→ **Breve esercizio 1**
Nel brano sulla Parrocchia, quali strutture si trovano al centro del territorio parrocchiale?

→ **Brano di testo**
<<<<
Oggi viviamo in un clima dove la ricerca e l’approfondimento della nostra
identità cristiana diventa sempre più necessario. Per questo credo che non
sia fuori luogo cercare di rispondere alla domanda su che cos’è questa realtà
della Parrocchia, che direttamente o indirettamente è sempre un riferimento
per la maggior parte delle persone. Premetto che non sono certo un erudito, e
che quindi non intendo entrare in problemi teologici, storici o sociali, ma
che desidero dare ugualmente il mio piccolo contributo per una risposta
semplice e immediata, vicina al vissuto quotidiano. E’ normale che per
tradizione storica, specialmente nel nostro mondo europeo, il concetto di
Parrocchia richiami in noi prima di tutto l’immagine di una realtà in parte
religiosa e in parte almeno burocratica, posta in un determinato territorio
con al centro delle precise strutture: (la chiesa e gli ambienti
annessi) dove operano persone facenti riferimento ad un
responsabile (parroco) e dove si va normalmente per certi “servizi”
>>>>
→ **Breve esercizio 2**
Converti in un elenco numerato le righe dei record, partendo da quella che contiene "Spot the man's eye" e arrivando fino all'ultima riga dei record. Tralascia le righe vuote.

→ **Record da elaborare**
<<<<
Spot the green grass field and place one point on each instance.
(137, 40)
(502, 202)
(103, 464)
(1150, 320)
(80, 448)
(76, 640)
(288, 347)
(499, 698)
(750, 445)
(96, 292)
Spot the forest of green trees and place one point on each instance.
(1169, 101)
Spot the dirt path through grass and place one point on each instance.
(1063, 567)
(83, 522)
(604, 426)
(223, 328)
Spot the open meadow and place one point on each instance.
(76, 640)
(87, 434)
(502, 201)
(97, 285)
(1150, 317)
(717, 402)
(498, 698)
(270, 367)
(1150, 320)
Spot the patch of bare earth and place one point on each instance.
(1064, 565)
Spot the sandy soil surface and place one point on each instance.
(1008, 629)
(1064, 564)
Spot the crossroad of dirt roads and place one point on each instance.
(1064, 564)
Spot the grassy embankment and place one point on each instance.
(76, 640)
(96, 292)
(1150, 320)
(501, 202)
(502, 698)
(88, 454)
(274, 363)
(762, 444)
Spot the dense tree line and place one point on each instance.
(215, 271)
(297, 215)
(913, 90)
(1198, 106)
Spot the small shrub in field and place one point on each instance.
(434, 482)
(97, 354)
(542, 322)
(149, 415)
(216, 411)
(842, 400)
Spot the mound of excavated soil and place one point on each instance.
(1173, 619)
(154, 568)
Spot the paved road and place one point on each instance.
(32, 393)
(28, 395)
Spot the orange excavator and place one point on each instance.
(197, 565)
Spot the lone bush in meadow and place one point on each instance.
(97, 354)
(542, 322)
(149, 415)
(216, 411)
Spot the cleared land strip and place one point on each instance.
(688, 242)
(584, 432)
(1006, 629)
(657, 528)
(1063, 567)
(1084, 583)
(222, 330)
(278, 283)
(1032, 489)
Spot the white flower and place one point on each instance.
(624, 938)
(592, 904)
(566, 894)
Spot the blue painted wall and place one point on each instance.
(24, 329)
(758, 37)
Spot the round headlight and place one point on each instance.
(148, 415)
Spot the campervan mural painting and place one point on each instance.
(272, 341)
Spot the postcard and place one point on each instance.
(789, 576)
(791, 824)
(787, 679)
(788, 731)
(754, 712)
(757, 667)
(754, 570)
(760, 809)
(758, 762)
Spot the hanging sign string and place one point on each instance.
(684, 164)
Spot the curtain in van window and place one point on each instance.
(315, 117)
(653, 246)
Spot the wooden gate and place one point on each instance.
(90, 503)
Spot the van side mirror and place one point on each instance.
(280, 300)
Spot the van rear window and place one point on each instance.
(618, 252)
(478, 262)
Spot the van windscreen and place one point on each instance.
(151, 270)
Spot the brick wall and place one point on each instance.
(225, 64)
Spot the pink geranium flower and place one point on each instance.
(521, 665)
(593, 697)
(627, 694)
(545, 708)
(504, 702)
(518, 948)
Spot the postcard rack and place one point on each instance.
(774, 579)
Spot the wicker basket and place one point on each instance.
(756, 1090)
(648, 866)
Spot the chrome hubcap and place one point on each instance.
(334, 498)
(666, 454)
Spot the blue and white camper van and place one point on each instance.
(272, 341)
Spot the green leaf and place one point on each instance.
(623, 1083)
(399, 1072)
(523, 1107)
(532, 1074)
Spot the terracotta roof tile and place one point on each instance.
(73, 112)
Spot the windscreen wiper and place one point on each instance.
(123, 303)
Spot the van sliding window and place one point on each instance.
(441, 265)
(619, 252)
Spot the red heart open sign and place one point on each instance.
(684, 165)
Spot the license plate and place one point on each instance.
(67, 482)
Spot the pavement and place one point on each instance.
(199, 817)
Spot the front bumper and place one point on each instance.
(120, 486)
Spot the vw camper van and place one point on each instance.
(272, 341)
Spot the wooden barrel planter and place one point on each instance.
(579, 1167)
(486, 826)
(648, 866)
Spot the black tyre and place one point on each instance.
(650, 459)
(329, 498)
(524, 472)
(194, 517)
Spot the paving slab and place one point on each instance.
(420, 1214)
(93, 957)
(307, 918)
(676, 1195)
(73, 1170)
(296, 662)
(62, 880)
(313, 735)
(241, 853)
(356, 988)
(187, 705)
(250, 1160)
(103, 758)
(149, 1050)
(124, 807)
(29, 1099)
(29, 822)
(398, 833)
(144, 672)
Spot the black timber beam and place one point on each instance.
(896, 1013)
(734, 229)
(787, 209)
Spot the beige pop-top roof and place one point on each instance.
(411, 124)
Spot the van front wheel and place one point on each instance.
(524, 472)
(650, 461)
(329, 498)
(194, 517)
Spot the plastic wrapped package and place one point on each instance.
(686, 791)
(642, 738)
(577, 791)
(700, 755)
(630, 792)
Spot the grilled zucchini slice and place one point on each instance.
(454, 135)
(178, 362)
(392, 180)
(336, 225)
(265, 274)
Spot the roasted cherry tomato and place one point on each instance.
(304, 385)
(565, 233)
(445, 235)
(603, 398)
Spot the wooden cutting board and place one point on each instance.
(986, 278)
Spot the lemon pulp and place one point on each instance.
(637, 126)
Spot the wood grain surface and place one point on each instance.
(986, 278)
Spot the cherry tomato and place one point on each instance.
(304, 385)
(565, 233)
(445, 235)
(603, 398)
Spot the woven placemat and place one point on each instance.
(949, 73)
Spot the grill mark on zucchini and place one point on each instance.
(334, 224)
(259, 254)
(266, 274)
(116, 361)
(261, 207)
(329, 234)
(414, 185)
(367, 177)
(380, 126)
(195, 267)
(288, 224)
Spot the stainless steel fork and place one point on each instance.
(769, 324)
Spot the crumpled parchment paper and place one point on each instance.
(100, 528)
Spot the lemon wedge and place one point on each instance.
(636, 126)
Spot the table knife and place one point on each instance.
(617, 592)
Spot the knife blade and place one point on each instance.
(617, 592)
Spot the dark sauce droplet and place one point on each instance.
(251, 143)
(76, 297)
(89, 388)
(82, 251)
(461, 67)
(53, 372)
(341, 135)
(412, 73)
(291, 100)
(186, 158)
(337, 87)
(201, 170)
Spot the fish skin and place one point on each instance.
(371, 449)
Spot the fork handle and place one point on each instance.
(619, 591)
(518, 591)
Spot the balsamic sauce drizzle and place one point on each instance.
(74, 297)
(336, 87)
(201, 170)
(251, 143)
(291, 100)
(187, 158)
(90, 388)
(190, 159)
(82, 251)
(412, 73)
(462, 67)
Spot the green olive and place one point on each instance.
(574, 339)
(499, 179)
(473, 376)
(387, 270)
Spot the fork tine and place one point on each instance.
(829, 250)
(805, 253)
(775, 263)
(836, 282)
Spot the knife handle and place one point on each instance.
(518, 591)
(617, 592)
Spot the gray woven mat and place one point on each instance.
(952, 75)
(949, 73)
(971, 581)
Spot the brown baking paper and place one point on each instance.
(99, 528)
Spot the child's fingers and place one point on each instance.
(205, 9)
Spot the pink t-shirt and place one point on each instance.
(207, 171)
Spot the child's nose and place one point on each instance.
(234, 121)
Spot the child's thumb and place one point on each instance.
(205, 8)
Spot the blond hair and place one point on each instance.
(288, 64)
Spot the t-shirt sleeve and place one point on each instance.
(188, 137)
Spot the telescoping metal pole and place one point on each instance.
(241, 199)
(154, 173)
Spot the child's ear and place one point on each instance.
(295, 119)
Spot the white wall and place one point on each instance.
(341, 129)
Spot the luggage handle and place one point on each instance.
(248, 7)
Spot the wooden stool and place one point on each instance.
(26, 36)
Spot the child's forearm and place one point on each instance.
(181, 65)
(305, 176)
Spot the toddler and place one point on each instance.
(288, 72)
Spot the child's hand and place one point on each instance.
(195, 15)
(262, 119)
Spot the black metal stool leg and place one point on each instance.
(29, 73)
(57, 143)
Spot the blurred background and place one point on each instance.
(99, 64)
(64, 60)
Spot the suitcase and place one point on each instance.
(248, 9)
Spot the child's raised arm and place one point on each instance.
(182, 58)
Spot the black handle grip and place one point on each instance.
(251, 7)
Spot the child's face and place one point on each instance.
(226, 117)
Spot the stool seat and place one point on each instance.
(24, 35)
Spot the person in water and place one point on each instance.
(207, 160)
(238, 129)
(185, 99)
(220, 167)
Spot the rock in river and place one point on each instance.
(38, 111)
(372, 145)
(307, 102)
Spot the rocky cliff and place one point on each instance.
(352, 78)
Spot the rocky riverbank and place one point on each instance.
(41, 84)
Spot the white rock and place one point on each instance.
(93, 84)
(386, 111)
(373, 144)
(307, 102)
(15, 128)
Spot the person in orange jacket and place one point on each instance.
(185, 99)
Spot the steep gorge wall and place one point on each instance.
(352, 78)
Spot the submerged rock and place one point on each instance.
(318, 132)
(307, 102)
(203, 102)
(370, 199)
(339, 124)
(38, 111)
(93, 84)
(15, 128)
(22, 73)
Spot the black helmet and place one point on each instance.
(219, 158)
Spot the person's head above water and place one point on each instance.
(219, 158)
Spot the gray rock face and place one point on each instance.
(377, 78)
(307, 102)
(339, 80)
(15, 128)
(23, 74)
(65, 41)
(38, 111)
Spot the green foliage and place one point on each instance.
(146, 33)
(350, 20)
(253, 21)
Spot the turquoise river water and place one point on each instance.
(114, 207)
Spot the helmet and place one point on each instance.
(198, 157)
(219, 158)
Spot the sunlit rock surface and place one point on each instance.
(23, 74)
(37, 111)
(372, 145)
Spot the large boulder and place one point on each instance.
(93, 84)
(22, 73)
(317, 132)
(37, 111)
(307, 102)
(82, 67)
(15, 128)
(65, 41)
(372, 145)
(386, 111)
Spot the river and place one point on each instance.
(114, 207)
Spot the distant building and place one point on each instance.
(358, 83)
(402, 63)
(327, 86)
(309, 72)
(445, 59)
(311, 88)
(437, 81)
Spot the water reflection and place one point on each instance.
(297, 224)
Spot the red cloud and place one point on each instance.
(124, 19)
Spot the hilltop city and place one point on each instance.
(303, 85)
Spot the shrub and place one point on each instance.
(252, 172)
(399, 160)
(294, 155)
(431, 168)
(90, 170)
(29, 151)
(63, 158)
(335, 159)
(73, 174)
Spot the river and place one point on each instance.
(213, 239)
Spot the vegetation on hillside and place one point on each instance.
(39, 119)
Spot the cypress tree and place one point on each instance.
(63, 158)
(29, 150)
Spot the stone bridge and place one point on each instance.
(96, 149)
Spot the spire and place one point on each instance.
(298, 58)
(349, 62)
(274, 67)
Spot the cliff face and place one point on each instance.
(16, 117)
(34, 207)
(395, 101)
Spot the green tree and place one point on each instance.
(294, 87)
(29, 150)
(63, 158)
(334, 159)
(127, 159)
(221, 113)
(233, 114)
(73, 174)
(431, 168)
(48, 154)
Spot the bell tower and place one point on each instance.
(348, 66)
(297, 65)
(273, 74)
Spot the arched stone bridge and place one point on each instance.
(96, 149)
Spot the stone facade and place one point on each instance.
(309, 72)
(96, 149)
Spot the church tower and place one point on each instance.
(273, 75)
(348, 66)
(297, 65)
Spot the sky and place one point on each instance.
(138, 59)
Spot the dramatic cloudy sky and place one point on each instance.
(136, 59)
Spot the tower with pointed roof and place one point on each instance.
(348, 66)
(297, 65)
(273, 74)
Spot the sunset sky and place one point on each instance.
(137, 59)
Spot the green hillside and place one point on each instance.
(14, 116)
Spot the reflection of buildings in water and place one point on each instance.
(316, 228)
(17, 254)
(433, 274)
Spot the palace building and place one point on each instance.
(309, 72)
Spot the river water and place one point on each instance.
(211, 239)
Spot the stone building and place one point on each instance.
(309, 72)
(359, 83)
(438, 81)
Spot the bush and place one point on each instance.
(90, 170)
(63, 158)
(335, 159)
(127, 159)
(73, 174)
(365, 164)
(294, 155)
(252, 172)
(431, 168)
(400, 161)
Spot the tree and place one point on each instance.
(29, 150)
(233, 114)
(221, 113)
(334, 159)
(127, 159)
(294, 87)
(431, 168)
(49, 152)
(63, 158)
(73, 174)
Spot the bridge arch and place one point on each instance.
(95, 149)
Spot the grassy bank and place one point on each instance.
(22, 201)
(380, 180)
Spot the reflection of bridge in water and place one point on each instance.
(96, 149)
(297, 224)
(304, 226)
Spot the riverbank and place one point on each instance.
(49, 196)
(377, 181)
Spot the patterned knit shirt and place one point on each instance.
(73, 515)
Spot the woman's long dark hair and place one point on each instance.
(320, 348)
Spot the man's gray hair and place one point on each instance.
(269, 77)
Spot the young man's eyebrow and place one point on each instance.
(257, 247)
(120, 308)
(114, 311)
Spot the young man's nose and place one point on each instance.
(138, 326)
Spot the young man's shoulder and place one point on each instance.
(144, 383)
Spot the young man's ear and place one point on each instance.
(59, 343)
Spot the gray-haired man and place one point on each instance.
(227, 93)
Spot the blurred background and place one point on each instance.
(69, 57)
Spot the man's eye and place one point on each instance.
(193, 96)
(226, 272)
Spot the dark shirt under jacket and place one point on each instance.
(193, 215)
>>>>
→ **Risposta 1**
La chiesa e gli ambienti annessi.

→ **Risposta 2**
1. Spot the man's eye and place one point on each instance.
2. (193, 96)
3. (226, 272)
4. Spot the dark shirt under jacket and place one point on each instance.
5. (193, 215)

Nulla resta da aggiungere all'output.